What you will do:
**1.** Please copy word for word the part of the article on the bid to abolish Hawaii's food tax that opens with the words "Committee members Rep." and closes with "teachers’ pay raises.".
**2.** Extend the article on the bid to abolish Hawaii's food tax, picking up after its final sentence.
___ Selected text
Bid to abolish tax on food fails in House

By Lynda Arakawa
Advertiser Capitol Bureau

The Hawaii Republicans’ proposals to eliminate the general excise tax on food, medical services and rent got off to a grim start yesterday.

The House Economic Development and Business Concerns Committee decided by a 9-3 vote not to pass two bills that would eliminate the 4 percent excise tax on groceries, medical services and rent.

Committee members Rep. Bertha Leong, R-16th (üina Haina, Hawaii Kai), Rep. Barbara Marumoto, R-17th (Kahala, Waialae Iki), and Rep. Guy Ontai, R-39th (Wheeler, Mililani), voted not to hold the bills.

The committee also deferred decision-making on a bill that would abolish the general excise tax only on groceries, but Committee Chairwoman Lei Ahu Isa said she doesn’t want to pass that measure.

House Republicans want to abolish the 4 percent excise tax on food and medical services this year, and on rent a year later.

Ahu Isa, D-27th (Puunui, ülewa Heights, Nuuanu), said the state cannot afford such proposals when lawmakers are looking for ways to help pay got teachers’ pay raises.

"The food exemption, it sounds good, but it’s not really when you look at the numbers," she said. "They’re eroding our whole (excise tax) base."

Instead, she wants to look at a tax credit targed at those who need help, such as low-income families and single parents. She also said she would rather further reduce the personal income tax rate.

Ahu Isa is among the 41 House members who supported eliminating the excise tax on food and rent in a recent Advertiser Legislative survey.

Yesterday she said: "I didn’t mean to say I would totally approve all that. That would have been in an ideal situation."

House Minority Leader Galen Fox, R-21st (Waikiki, Ala Wai), who testified yesterday in support of eliminating the excise tax on food, said the Republican caucus may decide to pull the bill onto the floor if it doesn’t advance.
______
___ Data for review
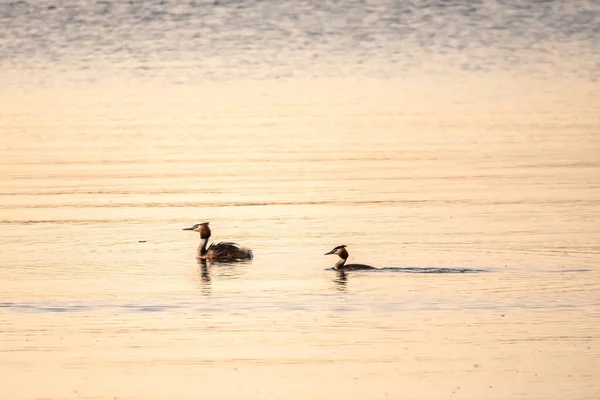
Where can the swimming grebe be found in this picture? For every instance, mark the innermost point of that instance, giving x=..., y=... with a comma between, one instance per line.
x=341, y=264
x=218, y=251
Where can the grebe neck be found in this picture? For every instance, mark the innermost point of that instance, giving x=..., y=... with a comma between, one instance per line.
x=340, y=263
x=202, y=246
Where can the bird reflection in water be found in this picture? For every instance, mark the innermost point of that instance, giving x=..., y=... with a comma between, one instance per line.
x=219, y=270
x=341, y=281
x=205, y=280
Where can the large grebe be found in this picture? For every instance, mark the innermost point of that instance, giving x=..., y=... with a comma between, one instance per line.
x=218, y=251
x=341, y=264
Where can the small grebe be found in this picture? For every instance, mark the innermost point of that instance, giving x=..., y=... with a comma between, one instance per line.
x=218, y=251
x=341, y=264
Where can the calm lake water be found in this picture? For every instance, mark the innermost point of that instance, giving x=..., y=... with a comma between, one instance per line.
x=426, y=136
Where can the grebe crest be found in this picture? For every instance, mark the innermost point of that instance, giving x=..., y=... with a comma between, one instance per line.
x=341, y=265
x=218, y=251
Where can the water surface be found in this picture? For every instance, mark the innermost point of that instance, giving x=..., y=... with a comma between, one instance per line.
x=453, y=146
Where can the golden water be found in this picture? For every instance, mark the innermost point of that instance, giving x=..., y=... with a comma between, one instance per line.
x=422, y=134
x=102, y=297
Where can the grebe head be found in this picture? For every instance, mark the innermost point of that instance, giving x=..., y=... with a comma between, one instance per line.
x=202, y=228
x=340, y=251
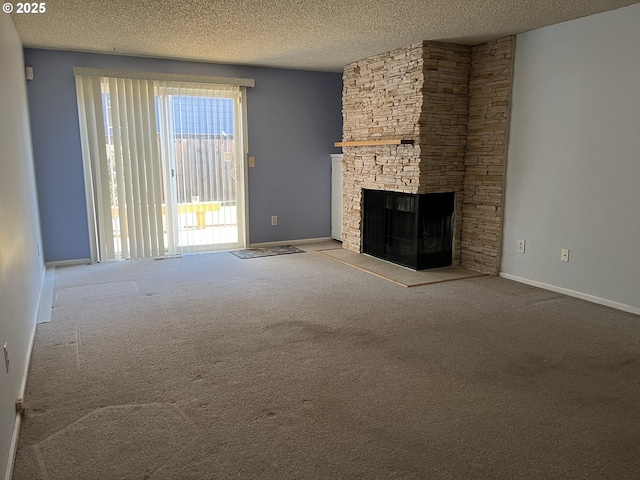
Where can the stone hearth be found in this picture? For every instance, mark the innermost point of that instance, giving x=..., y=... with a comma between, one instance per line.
x=452, y=101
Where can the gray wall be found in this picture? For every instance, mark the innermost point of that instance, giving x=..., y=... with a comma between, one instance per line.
x=573, y=174
x=21, y=266
x=293, y=119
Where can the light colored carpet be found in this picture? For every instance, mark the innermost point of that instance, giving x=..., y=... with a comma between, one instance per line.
x=300, y=367
x=396, y=273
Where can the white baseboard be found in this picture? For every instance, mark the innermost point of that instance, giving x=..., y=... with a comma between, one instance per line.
x=69, y=263
x=289, y=242
x=572, y=293
x=13, y=446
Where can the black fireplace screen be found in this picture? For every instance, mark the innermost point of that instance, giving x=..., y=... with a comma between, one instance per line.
x=412, y=230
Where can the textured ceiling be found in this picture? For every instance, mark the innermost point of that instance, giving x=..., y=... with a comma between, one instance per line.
x=305, y=34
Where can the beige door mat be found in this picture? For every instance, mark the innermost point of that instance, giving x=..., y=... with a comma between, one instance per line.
x=395, y=273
______
Answers per task:
**1.**
Committee members Rep. Bertha Leong, R-16th (üina Haina, Hawaii Kai), Rep. Barbara Marumoto, R-17th (Kahala, Waialae Iki), and Rep. Guy Ontai, R-39th (Wheeler, Mililani), voted not to hold the bills.

The committee also deferred decision-making on a bill that would abolish the general excise tax only on groceries, but Committee Chairwoman Lei Ahu Isa said she doesn’t want to pass that measure.

House Republicans want to abolish the 4 percent excise tax on food and medical services this year, and on rent a year later.

Ahu Isa, D-27th (Puunui, ülewa Heights, Nuuanu), said the state cannot afford such proposals when lawmakers are looking for ways to help pay got teachers’ pay raises.

**2.**
Fox said tax credits would only help those who pay taxes, so most retirees and those too poor to pay taxes would not benefit.

State Tax Director Marie Okamura said tax credits were a better way to help those who need relief the most. Retirees, low-income residents and others file only to take advantage of tax credits, she said.

The state Tax Department, the state Budget and Finance Department and the Tax Foundation of Hawaii opposed the bills, saying the measures would cause a substantial revenue loss.

Okamura estimated the total revenue loss from eliminating the general excise tax on food, rent and health care at $273.8 million. Eliminating the general excise tax on food would cost the state about $132.9 million, she said.

The Tax Foundation of Hawaii also said reducing the general excise tax rate and re-establishing a general excise tax credit would be more effective.

The Chamber of Commerce of Hawaii and Bette Tatum, state director of the National Federation of Independent Business, supported the measures.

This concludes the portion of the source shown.